= 2022 Illinois elections =

A general election was held in the U.S. state of Illinois on November 8, 2022. The elections for United States Senate and United States House of Representatives, Governor, statewide constitutional officers, Illinois Senate, and Illinois House were held on this date.

==Election information==
2022 was a midterm election year in the United States.

The primary election was held on June 28. The general election was held on November 8, 2022.

On June 17, 2021, Governor JB Pritzker signed a bill which made a number of election-related changes. The bill made the November election day a state holiday. It also made permanent a number of changes that had been implemented for the preceding 2020 elections amid the COVID-19 pandemic, including "curbside voting" and universal access to postal voting. The bill also delayed the date of the 2022 primary election from March 15 to June 28, citing the delay in the release of 2020 United States census data needed for the reapportionment of electoral districts.

----

**BRIEF 1:** Name every office or body that the Illinois elections article says was voted on in the November 8, 2022 general election.
**BRIEF 2:** Copy word for word the part of the Illinois elections article that begins at the words "A general election" and stops after "on this date.".
**BRIEF 3:**
For each statement, say yes or no depending on whether the Illinois elections article agrees, and quote the words from it that settle the matter.
(a) The bill moved the 2022 primary election from March 15 to June 28.
(b) The governor signed the election bill in 2022.
(c) Curbside voting was first brought in for the 2022 elections.

**MATERIAL PROVIDED:**
----

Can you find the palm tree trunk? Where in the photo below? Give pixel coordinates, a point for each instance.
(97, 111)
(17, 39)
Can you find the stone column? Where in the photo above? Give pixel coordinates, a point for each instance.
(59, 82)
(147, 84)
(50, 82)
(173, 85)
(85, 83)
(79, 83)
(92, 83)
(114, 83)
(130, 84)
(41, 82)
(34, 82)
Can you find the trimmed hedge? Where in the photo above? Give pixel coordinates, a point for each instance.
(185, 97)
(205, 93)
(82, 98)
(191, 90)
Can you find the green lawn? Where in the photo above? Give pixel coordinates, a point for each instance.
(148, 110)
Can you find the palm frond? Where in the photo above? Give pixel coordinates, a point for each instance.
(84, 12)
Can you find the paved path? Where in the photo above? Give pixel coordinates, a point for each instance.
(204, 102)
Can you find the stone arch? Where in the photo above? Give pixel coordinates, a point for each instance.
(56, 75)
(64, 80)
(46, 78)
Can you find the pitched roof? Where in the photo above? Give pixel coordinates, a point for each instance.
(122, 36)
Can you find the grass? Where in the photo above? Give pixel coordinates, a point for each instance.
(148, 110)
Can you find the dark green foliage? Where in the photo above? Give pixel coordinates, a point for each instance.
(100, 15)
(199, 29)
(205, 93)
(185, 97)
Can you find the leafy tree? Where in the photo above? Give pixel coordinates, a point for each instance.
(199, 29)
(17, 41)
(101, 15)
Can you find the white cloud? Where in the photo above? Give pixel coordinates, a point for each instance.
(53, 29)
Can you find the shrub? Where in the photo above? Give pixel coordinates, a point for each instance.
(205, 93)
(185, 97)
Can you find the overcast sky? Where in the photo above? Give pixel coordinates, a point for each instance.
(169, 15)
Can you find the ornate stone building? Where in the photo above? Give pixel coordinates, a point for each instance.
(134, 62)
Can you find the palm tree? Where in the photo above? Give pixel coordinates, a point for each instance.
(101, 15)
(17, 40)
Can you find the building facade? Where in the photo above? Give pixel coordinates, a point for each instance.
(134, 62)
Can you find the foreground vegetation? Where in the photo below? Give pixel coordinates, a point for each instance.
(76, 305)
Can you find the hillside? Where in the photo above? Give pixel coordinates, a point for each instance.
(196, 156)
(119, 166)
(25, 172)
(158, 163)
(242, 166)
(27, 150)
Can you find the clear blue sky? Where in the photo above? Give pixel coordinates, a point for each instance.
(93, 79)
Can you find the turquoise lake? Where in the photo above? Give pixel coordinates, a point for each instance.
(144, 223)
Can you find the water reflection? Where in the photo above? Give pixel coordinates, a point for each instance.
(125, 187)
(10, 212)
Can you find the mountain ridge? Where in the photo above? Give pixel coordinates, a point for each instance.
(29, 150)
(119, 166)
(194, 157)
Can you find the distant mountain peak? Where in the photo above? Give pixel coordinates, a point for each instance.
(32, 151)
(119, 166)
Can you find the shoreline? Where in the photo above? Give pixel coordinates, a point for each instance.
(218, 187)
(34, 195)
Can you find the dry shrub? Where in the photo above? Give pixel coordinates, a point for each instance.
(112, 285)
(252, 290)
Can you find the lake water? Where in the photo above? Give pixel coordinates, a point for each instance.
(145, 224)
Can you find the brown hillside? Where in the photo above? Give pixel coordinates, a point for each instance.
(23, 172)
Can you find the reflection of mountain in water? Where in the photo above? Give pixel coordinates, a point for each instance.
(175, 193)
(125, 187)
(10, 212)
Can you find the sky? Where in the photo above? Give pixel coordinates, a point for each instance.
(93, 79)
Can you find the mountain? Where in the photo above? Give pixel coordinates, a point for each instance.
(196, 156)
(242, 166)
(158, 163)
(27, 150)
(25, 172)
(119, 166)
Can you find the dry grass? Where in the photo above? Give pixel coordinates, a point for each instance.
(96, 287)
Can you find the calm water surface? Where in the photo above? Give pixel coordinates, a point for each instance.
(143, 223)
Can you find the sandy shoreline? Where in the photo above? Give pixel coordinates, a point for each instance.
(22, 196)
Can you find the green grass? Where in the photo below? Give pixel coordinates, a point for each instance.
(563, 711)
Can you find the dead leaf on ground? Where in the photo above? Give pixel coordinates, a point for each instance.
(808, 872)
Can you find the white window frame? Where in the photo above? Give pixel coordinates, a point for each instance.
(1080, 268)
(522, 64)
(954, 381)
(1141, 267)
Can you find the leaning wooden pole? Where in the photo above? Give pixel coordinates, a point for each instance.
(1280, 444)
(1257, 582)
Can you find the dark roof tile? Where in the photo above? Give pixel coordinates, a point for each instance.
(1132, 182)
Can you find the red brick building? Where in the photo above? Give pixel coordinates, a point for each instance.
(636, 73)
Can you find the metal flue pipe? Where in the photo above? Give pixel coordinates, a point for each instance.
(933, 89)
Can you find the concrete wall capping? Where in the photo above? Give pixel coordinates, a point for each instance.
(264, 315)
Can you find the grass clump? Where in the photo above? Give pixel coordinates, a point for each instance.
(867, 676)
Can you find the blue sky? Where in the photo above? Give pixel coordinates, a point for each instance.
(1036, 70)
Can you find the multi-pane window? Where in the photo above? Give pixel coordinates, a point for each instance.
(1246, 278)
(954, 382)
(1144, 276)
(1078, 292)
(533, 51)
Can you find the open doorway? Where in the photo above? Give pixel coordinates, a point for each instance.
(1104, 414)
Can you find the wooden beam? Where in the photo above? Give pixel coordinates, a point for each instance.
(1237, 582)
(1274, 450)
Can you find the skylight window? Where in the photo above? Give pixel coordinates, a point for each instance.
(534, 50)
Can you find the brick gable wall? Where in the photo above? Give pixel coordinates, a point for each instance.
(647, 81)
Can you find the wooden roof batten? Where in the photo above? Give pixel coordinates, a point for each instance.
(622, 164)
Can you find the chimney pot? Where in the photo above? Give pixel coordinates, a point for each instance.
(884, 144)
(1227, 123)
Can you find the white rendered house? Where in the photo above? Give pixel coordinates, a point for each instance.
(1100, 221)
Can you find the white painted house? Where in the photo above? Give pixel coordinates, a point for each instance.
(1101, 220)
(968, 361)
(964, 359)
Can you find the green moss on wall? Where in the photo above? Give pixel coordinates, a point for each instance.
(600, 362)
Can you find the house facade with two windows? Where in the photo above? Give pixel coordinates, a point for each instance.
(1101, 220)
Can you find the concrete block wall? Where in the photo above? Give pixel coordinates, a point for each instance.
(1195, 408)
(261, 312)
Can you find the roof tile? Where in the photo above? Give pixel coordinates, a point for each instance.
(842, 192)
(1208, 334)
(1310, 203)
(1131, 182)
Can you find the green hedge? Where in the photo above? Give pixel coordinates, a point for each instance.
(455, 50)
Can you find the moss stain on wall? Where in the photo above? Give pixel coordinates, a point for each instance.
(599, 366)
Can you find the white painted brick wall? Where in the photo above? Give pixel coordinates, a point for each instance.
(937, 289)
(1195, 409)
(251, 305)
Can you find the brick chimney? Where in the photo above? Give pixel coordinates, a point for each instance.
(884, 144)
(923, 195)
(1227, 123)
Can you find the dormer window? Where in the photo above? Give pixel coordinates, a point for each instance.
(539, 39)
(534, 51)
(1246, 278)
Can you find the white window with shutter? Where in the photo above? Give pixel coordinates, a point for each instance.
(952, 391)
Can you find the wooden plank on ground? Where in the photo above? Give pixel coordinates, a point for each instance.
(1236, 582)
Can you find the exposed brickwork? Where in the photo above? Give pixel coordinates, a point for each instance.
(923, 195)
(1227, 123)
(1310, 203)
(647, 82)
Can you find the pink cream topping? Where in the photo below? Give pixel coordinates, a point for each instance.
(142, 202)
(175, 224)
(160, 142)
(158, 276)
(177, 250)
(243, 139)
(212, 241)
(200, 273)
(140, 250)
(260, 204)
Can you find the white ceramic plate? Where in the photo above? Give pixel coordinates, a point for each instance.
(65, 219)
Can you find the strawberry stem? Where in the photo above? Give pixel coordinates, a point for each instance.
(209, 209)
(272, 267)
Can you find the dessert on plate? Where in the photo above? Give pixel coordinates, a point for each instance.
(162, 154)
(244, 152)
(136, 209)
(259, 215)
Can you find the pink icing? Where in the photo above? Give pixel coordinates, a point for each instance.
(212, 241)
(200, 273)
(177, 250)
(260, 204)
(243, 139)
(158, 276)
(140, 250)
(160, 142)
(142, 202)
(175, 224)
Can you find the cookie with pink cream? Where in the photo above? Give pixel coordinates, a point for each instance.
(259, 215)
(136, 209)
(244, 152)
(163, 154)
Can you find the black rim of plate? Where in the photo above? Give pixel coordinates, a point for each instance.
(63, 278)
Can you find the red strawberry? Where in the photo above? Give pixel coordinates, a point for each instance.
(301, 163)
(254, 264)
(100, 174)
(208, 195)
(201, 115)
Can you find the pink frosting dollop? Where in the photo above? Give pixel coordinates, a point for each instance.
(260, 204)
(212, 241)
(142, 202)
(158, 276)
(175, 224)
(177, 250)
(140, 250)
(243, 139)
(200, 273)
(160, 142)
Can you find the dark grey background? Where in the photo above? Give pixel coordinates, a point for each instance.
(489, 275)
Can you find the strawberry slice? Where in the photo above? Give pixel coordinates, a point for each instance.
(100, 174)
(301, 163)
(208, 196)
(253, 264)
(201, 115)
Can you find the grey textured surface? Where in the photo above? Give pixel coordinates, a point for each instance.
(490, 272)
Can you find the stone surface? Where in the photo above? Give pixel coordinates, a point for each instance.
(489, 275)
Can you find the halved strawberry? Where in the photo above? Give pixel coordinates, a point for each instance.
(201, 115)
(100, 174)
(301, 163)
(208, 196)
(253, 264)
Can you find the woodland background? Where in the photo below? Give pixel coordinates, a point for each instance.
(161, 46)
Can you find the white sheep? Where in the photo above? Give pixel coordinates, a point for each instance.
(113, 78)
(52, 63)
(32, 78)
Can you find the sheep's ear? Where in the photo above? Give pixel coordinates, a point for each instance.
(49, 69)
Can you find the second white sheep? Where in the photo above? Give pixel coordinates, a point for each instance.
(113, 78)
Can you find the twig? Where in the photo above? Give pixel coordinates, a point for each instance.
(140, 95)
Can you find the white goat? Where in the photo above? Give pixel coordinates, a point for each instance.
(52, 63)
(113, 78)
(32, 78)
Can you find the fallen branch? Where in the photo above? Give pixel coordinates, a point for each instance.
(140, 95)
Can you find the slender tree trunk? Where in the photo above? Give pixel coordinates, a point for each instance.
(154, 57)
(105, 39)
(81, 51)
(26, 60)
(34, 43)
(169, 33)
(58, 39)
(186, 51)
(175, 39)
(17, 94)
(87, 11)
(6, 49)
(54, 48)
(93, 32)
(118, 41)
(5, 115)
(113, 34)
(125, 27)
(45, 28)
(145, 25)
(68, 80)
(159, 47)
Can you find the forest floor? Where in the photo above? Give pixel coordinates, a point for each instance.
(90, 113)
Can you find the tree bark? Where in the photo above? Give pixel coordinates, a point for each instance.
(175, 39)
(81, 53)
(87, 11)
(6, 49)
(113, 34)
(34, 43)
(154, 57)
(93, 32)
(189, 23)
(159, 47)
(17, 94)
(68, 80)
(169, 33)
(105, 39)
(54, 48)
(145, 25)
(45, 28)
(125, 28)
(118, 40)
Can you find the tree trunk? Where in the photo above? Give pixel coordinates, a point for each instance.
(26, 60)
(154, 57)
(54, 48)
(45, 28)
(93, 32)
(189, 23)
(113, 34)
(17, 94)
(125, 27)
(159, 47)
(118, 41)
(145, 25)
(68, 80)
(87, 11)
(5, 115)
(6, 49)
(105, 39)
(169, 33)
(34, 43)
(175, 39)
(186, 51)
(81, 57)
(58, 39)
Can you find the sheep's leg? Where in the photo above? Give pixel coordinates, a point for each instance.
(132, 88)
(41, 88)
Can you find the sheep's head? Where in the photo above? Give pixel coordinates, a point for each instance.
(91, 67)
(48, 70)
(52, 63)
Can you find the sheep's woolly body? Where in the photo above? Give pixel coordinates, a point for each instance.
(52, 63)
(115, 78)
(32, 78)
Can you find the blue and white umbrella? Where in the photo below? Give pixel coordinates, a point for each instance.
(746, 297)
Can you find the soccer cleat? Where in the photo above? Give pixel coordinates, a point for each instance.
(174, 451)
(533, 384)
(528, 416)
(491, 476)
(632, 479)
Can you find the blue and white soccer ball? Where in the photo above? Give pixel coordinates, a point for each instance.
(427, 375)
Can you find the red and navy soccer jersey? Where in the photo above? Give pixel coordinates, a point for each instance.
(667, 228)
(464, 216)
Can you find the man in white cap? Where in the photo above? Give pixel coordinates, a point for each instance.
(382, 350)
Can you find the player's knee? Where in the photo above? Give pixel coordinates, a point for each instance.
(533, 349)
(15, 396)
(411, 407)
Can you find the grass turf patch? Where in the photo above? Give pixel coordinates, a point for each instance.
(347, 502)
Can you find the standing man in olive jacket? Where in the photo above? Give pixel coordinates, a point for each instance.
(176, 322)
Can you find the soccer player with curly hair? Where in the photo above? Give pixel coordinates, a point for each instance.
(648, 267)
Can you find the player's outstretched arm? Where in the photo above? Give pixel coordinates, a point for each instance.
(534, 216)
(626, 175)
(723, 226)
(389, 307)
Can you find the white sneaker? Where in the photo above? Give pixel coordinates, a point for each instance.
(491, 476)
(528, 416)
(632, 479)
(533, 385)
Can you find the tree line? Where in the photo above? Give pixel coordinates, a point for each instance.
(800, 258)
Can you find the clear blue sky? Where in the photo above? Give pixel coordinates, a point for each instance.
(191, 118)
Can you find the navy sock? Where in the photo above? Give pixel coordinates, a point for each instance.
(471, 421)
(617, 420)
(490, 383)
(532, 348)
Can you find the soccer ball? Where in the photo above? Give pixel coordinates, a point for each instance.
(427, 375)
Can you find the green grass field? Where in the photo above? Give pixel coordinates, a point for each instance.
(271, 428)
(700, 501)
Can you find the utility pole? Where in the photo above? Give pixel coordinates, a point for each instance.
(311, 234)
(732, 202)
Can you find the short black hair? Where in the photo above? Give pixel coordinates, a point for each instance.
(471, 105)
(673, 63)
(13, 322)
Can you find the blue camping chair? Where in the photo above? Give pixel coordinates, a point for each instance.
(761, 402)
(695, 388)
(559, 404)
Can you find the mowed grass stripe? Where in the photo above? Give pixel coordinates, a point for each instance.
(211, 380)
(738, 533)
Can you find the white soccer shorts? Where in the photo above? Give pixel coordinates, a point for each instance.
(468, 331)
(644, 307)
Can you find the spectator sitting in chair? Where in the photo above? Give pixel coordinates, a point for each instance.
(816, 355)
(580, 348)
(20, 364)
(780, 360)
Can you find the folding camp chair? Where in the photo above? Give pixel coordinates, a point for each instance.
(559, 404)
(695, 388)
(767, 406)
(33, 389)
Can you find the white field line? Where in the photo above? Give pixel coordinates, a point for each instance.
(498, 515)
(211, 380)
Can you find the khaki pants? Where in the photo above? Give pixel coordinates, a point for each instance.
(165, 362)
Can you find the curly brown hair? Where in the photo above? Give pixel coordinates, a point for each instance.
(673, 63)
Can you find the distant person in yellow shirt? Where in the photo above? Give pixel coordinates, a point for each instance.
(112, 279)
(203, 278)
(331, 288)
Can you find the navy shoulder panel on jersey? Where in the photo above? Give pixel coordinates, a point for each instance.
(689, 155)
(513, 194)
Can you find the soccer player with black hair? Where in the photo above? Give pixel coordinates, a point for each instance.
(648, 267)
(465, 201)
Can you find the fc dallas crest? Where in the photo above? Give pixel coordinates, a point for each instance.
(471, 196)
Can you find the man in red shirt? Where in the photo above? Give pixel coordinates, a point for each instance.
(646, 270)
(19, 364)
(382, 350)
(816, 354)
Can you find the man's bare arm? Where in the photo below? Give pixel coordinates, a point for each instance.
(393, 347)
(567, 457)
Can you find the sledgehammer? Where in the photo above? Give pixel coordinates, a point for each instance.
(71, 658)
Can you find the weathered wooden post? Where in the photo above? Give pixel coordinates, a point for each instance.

----

**TASK ANSWER 1:**
United States Senate
United States House of Representatives
Governor
Statewide constitutional officers
Illinois Senate
Illinois House

**TASK ANSWER 2:**
A general election was held in the U.S. state of Illinois on November 8, 2022. The elections for United States Senate and United States House of Representatives, Governor, statewide constitutional officers, Illinois Senate, and Illinois House were held on this date.

**TASK ANSWER 3:**
(a) Yes: "delayed the date of the 2022 primary election from March 15 to June 28"
(b) No: "On June 17, 2021, Governor JB Pritzker signed a bill"
(c) No: "had been implemented for the preceding 2020 elections amid the COVID-19 pandemic, including "curbside voting""